== SELECTION ==
Our paths crossed several times after that. We were both at the Hop Leaf celebrating the landlord and landlady’s tenth anniversary; to his credit, he didn’t reveal my secret identity to his pub buddies that night, at least not in front of me. We were at the same table for the first ever Saperavi Party at the Island, where he charmed the socks off my mother while eating more of the Georgian food he had come to adore. Matt was nothing if not charming: to know him was to love him, and even if you never met him you got that feeling from his writing. Good writers do that. You feel like you know them; you wish you could beetle off to the pub with them.

I went to his funeral, on a gorgeous sunny May afternoon, and the crematorium was so packed that tons of us were just standing outside, taking in the speeches, listening to the impeccable selection of music and, in my case, fanning myself with the programme. It was almost like being at a rock concert, and – not for the first time since I got the news – I found myself wishing Matt had known just how much he was missed. Matt had packed many different lives into just shy of fifty years, and I wonder if anybody knew the whole person or whether we all just got one fascinating facet. It was definitely hard to imagine a more eclectic crowd – colleagues, family, friends from way back. Glen, who runs Blue Collar. Adam from the Whitley Pump. Claire from Explore Reading. Afterwards we all went to the Back Of Beyond and drank until chucking out time, old friends and new. I like to think Matt would have approved.

== MATERIAL PROVIDED ==
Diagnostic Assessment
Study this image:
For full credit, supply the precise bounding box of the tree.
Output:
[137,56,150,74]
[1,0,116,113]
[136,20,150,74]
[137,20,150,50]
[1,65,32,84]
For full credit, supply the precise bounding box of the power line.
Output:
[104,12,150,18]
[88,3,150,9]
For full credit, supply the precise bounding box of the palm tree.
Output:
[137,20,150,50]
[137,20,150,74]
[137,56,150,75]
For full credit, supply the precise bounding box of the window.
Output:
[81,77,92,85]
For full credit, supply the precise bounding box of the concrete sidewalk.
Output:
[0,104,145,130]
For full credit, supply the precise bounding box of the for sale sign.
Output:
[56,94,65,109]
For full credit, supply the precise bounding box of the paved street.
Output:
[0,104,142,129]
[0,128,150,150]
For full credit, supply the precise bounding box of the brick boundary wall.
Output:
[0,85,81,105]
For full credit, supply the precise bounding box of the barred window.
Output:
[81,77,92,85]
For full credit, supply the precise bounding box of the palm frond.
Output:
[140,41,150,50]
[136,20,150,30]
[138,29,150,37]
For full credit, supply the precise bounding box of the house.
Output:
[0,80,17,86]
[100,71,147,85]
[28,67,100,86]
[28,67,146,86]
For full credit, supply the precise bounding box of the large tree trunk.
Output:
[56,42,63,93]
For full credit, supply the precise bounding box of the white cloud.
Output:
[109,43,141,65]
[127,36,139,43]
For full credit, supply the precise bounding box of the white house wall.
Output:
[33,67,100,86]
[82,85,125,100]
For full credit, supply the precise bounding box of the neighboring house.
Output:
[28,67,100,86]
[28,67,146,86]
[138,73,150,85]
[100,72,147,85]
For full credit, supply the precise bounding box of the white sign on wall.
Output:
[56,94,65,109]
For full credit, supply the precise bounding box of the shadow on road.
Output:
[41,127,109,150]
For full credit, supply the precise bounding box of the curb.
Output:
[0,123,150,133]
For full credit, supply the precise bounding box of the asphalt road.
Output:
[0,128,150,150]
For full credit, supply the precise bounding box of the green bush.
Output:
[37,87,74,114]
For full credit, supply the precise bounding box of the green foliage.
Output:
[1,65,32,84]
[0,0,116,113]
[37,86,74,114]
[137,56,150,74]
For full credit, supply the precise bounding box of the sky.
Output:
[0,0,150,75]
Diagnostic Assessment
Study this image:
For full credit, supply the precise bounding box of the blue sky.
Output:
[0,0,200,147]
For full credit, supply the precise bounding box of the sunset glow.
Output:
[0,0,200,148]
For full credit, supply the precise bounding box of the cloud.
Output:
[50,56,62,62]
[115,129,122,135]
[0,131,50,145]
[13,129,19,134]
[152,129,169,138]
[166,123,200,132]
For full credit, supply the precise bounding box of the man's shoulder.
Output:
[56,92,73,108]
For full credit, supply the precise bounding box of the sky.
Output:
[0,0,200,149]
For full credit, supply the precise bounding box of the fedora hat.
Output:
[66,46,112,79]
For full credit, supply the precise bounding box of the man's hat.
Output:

== TASK GOAL ==
Can you write the next part of the piece remembering Matt, starting right after its last sentence?

== TASK ANSWER ==
I planned to put together a tribute to Matt but, for reasons I won’t go into here, it never quite happened. Nevertheless I wanted to do something to mark his passing, and I couldn’t think of a better way than to visit the venue of one of his last ever reviews for the Whitley Pump, Vel, a South Indian restaurant in his beloved Katesgrove. I took my mum, who remembered him fondly, although I did have to point out to her in advance that no, a dosa wasn’t basically a posh Findus Crispy Pancake.

Vel is described on its website as a “South Indian Kitchen & Bar” and I think what that means is that it’s made up of two rooms, with a view of the kitchen from one and the bar from the other. It’s actually quite a handsome, neutral, uncluttered restaurant – bare wood floors, tasteful bare walls, attractive muted wood panelling, nice tables and sturdy chairs. The bar is a fetching tiled affair and the kitchen – open and visible through the glass – might make for an interesting spectacle if you had a view of it (I saw a couple of the chefs putting long skewers on the grill at one stage, but that was about all I managed to catch). We took a table in the first room with the bar, close to the window so I could make the most of the natural light.

“It makes such a difference” I told my mum, herself no photographic slouch. “My food photos in winter are no good to man nor beast.”

“It’s not a bad table” my mum responded. “Good view of the wheelie bins.” I sometimes forget that my mum is more leafy Bath Road than downtown Katesgrove.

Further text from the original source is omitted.